Extracted data entries
========================================
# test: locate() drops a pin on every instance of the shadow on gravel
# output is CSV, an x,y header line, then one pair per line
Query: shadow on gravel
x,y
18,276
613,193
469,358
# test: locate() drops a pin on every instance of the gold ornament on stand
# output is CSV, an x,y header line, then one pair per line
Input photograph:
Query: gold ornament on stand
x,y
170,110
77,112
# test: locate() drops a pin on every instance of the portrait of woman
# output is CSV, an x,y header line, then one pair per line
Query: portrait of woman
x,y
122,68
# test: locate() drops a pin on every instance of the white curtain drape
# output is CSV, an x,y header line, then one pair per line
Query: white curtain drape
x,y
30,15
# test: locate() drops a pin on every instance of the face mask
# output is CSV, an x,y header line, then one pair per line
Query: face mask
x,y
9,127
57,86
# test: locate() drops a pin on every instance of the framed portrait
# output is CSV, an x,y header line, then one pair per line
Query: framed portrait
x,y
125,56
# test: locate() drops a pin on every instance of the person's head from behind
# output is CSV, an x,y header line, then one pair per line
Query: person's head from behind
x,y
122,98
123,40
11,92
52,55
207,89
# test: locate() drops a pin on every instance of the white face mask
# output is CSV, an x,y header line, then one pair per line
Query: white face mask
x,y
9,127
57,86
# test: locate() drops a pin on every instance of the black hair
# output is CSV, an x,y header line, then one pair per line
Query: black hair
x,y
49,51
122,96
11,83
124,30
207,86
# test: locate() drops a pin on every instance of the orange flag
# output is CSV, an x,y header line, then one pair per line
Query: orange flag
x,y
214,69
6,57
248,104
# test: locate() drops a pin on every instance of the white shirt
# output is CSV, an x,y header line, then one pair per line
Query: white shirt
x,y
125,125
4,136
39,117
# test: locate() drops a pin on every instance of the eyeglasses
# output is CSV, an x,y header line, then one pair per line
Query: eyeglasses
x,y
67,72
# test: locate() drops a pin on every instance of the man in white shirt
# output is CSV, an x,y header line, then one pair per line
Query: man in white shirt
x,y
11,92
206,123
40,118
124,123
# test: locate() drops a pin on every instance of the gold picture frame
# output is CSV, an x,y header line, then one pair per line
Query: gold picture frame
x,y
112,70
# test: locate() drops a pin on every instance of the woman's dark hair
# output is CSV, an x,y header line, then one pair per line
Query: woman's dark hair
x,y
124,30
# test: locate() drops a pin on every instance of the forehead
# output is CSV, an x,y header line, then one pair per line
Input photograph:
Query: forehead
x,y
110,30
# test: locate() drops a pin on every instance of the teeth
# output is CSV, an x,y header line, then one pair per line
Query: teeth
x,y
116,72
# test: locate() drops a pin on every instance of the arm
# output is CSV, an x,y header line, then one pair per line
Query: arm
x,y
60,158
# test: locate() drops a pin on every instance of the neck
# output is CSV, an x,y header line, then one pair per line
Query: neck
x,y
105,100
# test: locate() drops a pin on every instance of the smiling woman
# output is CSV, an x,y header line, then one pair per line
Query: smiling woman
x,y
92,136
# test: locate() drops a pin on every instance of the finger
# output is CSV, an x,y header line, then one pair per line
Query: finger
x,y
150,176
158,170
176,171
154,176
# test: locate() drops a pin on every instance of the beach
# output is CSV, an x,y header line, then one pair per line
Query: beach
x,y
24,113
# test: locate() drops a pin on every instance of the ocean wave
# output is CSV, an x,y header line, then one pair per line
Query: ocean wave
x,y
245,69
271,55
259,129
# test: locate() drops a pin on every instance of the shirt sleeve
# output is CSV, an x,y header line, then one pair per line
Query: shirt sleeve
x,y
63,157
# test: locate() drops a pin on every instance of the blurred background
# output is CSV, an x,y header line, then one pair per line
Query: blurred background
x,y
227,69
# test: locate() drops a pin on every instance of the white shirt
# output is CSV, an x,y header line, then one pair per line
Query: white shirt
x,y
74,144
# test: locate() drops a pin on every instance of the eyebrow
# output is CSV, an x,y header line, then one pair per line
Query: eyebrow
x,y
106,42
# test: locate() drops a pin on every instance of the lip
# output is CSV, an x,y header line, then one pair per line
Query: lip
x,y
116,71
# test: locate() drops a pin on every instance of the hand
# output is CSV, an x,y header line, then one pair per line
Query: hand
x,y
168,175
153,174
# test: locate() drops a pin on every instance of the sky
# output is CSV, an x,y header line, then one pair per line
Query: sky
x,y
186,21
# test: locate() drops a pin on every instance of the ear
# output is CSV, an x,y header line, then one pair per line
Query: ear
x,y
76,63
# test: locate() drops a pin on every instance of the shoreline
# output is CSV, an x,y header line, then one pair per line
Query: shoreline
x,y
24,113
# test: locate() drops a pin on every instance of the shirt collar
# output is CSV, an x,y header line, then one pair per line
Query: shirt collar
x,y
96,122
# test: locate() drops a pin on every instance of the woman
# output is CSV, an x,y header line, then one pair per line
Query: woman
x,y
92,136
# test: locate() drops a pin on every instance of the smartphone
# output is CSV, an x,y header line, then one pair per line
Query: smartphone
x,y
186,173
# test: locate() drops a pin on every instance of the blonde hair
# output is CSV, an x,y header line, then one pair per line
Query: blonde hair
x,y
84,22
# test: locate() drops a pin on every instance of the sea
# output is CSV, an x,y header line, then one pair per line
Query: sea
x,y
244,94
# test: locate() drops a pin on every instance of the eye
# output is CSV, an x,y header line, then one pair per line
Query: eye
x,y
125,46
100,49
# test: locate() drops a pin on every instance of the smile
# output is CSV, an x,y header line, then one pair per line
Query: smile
========================================
Transcribe all the entries, keeping each one exactly as it is.

RESULT OF THE EXERCISE:
# test: locate() drops a pin on every instance of the shadow on gravel
# output is CSV, an x,y header line, then one pair per line
Query: shadow on gravel
x,y
18,276
613,193
469,358
# test: locate() drops a pin on every instance of the gold ornament on stand
# output is CSV, an x,y header line, then one pair per line
Input photograph:
Query: gold ornament on stand
x,y
170,110
77,112
# test: locate() drops a pin on every instance of the portrait of woman
# output is CSV, an x,y header line, then one pair per line
Query: portrait of woman
x,y
122,68
# test: locate() drops a pin on every instance of the white curtain drape
# output is CSV, an x,y header line, then one pair per line
Query: white curtain drape
x,y
30,15
# test: locate() drops a pin on every instance of the face mask
# output is CSV, an x,y header line, then one pair per line
Query: face mask
x,y
9,127
57,86
# test: locate() drops a pin on every instance of the framed portrait
# output is CSV, an x,y header line, then one pair per line
Query: framed portrait
x,y
125,56
# test: locate() drops a pin on every instance of the person's head from behind
# output is CSV, an x,y header line, then one pair per line
Query: person's head from behind
x,y
122,98
123,40
11,92
52,55
207,89
# test: locate() drops a pin on every instance of the white face mask
# output is CSV, an x,y header line, then one pair per line
Query: white face mask
x,y
9,127
57,86
# test: locate() drops a pin on every instance of the black hair
# output is CSV, an x,y header line, then one pair per line
Query: black hair
x,y
49,51
122,96
11,83
124,30
207,86
# test: locate() drops a pin on every instance of the orange flag
# output is CSV, an x,y header line, then one pair per line
Query: orange flag
x,y
214,69
6,57
248,104
# test: locate() drops a pin on every instance of the white shirt
# output is CSV, an x,y header line, then one pair per line
Query: white shirt
x,y
125,125
4,136
39,117
# test: locate() drops a pin on every instance of the eyeglasses
# output is CSV, an x,y header line, then one pair per line
Query: eyeglasses
x,y
67,72
# test: locate() drops a pin on every instance of the man in white shirt
# output is CSV, an x,y header line, then one pair per line
Query: man in white shirt
x,y
11,92
206,123
40,118
124,123
# test: locate() drops a pin on every instance of the gold picture frame
# output is CSV, an x,y header line, then one pair per line
Query: gold picture frame
x,y
112,70
# test: locate() drops a pin on every instance of the woman's dark hair
# output is CSV, an x,y header line, then one pair per line
Query: woman's dark hair
x,y
124,30
# test: locate() drops a pin on every instance of the forehead
# output is CSV, an x,y header line, then one pair per line
Input photograph:
Query: forehead
x,y
110,30
# test: locate() drops a pin on every instance of the teeth
# output is CSV, an x,y header line, then one pair per line
Query: teeth
x,y
116,72
# test: locate() drops a pin on every instance of the arm
# output is CSV, an x,y header line, then one pair per line
Query: arm
x,y
60,158
# test: locate() drops a pin on every instance of the neck
# output is CSV, an x,y header line, then one pair per line
Query: neck
x,y
105,100
# test: locate() drops a pin on every instance of the smiling woman
# output is CSV, an x,y header line, then one pair per line
Query: smiling woman
x,y
92,136
# test: locate() drops a pin on every instance of the finger
# output is CSV, an x,y header line, then one pair per line
Query: finger
x,y
150,176
158,170
176,171
154,176
# test: locate() drops a pin on every instance of the beach
# output is CSV, an x,y header line, then one pair per line
Query: beach
x,y
24,113
# test: locate() drops a pin on every instance of the ocean wave
# output is CSV, an x,y header line, then one pair per line
Query: ocean wave
x,y
245,69
271,55
259,129
# test: locate() drops a pin on every instance of the shirt sleeve
# output is CSV, an x,y header line, then one pair per line
Query: shirt sleeve
x,y
63,157
# test: locate() drops a pin on every instance of the blurred background
# output is CSV, an x,y header line, then one pair per line
Query: blurred background
x,y
227,69
# test: locate() drops a pin on every instance of the white shirt
# output is CSV, an x,y header line, then one pair per line
Query: white shirt
x,y
74,144
# test: locate() drops a pin on every instance of the eyebrow
# output is CSV, an x,y header line, then one pair per line
Query: eyebrow
x,y
106,42
# test: locate() drops a pin on every instance of the lip
# output is CSV, an x,y header line, then one pair per line
Query: lip
x,y
116,71
# test: locate() drops a pin on every instance of the hand
# output is CSV, an x,y header line, then one pair per line
Query: hand
x,y
168,175
153,174
# test: locate() drops a pin on every instance of the sky
# output is CSV, an x,y header line, then one pair per line
Query: sky
x,y
186,21
# test: locate() drops a pin on every instance of the ear
# output is CSV, an x,y header line, then one pair per line
Query: ear
x,y
76,63
# test: locate() drops a pin on every instance of the shoreline
# output is CSV, an x,y header line, then one pair per line
Query: shoreline
x,y
24,113
# test: locate() drops a pin on every instance of the shirt collar
# output is CSV, an x,y header line, then one pair per line
Query: shirt collar
x,y
96,122
# test: locate() drops a pin on every instance of the woman
# output is CSV, an x,y header line, then one pair per line
Query: woman
x,y
92,136
# test: locate() drops a pin on every instance of the smartphone
# output is CSV, an x,y header line, then one pair per line
Query: smartphone
x,y
186,173
# test: locate() drops a pin on every instance of the blonde hair
# output is CSV, an x,y header line, then one pair per line
Query: blonde hair
x,y
84,22
# test: locate() drops a pin on every instance of the sea
# output is CSV, an x,y header line, then one pair per line
Query: sea
x,y
244,94
# test: locate() drops a pin on every instance of the eye
# output is CSV, an x,y header line, then one pair per line
Query: eye
x,y
125,46
100,49
# test: locate() drops a pin on every instance of the smile
# output is CSV, an x,y header line, then one pair per line
Query: smile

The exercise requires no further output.